Begin Records for processing

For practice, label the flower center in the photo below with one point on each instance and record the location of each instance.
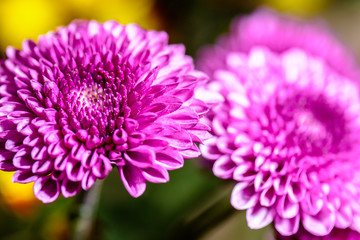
(93, 96)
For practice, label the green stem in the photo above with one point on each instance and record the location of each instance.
(86, 212)
(207, 219)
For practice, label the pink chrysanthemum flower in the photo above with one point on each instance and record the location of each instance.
(279, 33)
(288, 131)
(91, 96)
(335, 234)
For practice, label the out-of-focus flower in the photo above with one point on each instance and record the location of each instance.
(91, 96)
(32, 18)
(279, 33)
(298, 7)
(288, 130)
(18, 197)
(335, 234)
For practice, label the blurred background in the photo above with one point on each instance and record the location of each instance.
(163, 208)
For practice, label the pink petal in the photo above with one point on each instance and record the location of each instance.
(243, 196)
(287, 227)
(133, 180)
(258, 217)
(224, 167)
(320, 224)
(46, 189)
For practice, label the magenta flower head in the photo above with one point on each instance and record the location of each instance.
(288, 131)
(335, 234)
(279, 33)
(90, 97)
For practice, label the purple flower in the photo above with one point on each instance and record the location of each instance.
(93, 96)
(288, 131)
(335, 234)
(279, 33)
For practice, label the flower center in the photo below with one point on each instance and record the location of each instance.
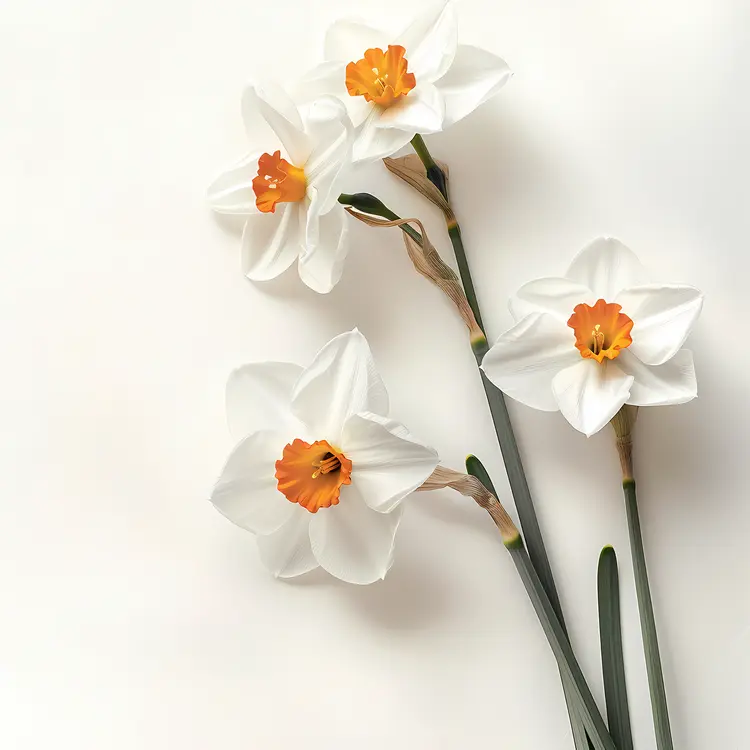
(278, 181)
(381, 77)
(601, 331)
(312, 475)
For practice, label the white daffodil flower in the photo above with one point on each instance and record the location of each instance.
(396, 85)
(624, 346)
(288, 186)
(320, 471)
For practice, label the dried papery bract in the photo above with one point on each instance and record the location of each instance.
(471, 487)
(411, 170)
(428, 262)
(623, 423)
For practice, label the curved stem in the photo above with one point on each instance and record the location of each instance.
(496, 401)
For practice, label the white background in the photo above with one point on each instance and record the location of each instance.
(134, 615)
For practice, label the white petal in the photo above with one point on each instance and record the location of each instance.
(286, 552)
(671, 383)
(663, 315)
(474, 77)
(232, 191)
(332, 134)
(590, 394)
(372, 142)
(341, 381)
(348, 39)
(419, 112)
(259, 397)
(271, 242)
(326, 246)
(558, 297)
(524, 360)
(386, 466)
(268, 108)
(353, 542)
(329, 79)
(246, 491)
(430, 42)
(606, 267)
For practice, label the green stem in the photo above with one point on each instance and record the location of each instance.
(434, 174)
(499, 410)
(504, 431)
(588, 712)
(610, 636)
(648, 623)
(580, 739)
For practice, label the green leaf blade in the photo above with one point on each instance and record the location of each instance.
(613, 666)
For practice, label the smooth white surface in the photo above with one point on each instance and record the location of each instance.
(134, 615)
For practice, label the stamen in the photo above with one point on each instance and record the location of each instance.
(380, 77)
(312, 489)
(278, 181)
(598, 339)
(601, 330)
(326, 466)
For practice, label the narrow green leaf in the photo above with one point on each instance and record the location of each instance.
(580, 739)
(586, 706)
(648, 623)
(610, 634)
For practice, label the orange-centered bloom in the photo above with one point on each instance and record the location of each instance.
(381, 77)
(601, 331)
(278, 181)
(312, 475)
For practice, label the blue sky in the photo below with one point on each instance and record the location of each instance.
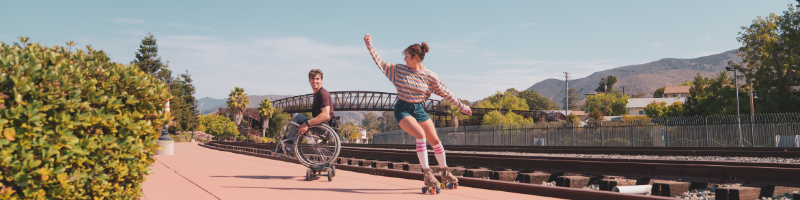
(477, 47)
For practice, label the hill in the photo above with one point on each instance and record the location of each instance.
(645, 77)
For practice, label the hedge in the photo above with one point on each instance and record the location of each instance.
(74, 124)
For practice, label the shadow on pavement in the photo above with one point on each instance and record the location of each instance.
(261, 177)
(360, 191)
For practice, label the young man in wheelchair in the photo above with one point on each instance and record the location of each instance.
(321, 108)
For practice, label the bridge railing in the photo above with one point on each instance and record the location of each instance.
(763, 130)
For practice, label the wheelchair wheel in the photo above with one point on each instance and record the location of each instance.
(318, 147)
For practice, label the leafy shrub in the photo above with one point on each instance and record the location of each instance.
(75, 125)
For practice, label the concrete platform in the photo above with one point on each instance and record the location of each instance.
(194, 172)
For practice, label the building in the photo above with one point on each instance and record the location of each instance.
(636, 105)
(676, 91)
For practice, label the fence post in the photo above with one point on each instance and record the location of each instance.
(526, 134)
(602, 135)
(572, 128)
(547, 134)
(708, 135)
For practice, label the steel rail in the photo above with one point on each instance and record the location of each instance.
(782, 152)
(752, 173)
(549, 191)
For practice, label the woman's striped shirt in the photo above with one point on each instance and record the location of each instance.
(413, 86)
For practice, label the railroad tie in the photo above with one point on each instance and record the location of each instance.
(736, 193)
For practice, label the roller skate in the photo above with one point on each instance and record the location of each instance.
(449, 180)
(432, 185)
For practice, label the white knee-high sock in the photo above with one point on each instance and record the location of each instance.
(422, 153)
(438, 151)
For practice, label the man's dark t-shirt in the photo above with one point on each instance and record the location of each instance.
(321, 99)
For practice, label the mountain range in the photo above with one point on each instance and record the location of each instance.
(643, 77)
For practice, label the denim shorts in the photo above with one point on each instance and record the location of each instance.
(416, 110)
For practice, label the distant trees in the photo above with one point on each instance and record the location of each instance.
(714, 96)
(536, 101)
(769, 51)
(610, 104)
(509, 102)
(237, 102)
(659, 93)
(265, 111)
(661, 109)
(217, 125)
(606, 81)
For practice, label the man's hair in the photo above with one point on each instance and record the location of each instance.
(314, 72)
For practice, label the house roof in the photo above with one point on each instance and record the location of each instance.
(676, 89)
(642, 102)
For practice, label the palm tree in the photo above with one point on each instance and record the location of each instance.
(237, 102)
(266, 110)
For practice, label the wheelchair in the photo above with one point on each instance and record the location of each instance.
(316, 149)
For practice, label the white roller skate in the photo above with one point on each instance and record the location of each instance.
(449, 180)
(432, 185)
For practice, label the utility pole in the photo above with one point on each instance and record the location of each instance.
(566, 94)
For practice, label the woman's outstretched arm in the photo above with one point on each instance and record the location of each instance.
(386, 68)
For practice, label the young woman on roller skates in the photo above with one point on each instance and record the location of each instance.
(414, 84)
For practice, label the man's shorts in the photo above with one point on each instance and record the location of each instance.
(416, 110)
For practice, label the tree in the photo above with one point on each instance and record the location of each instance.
(370, 121)
(148, 61)
(612, 103)
(659, 93)
(509, 102)
(237, 102)
(661, 109)
(217, 125)
(536, 101)
(596, 115)
(607, 81)
(769, 52)
(573, 98)
(509, 118)
(714, 96)
(278, 119)
(265, 110)
(182, 106)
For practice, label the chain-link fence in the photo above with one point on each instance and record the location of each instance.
(762, 130)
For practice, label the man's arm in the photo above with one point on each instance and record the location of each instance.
(322, 117)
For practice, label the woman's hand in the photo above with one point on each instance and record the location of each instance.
(466, 110)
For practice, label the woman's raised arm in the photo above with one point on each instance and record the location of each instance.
(386, 68)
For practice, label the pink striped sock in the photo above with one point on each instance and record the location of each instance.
(422, 153)
(438, 151)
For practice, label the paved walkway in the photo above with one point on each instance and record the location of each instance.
(199, 173)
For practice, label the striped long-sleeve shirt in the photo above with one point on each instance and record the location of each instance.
(413, 86)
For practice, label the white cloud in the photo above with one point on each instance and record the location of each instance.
(658, 45)
(127, 21)
(704, 53)
(186, 26)
(269, 65)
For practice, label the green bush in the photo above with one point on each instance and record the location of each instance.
(75, 125)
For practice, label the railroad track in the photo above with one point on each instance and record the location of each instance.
(661, 151)
(533, 169)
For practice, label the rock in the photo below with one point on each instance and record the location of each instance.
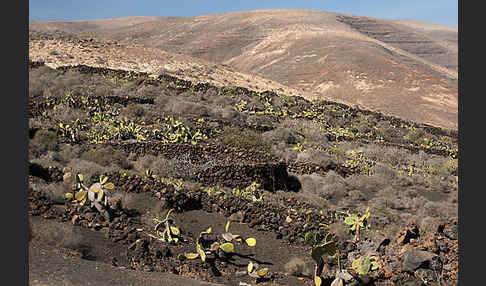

End Records for processing

● Written problem
Return every line of the records that contains the word "railroad".

● Expected answer
For practice, label the railroad tie in the photo above with one point on each instance and record the location of each instance.
For practice, label the railroad track in the photo above with one point on each instance and record the location of each instance.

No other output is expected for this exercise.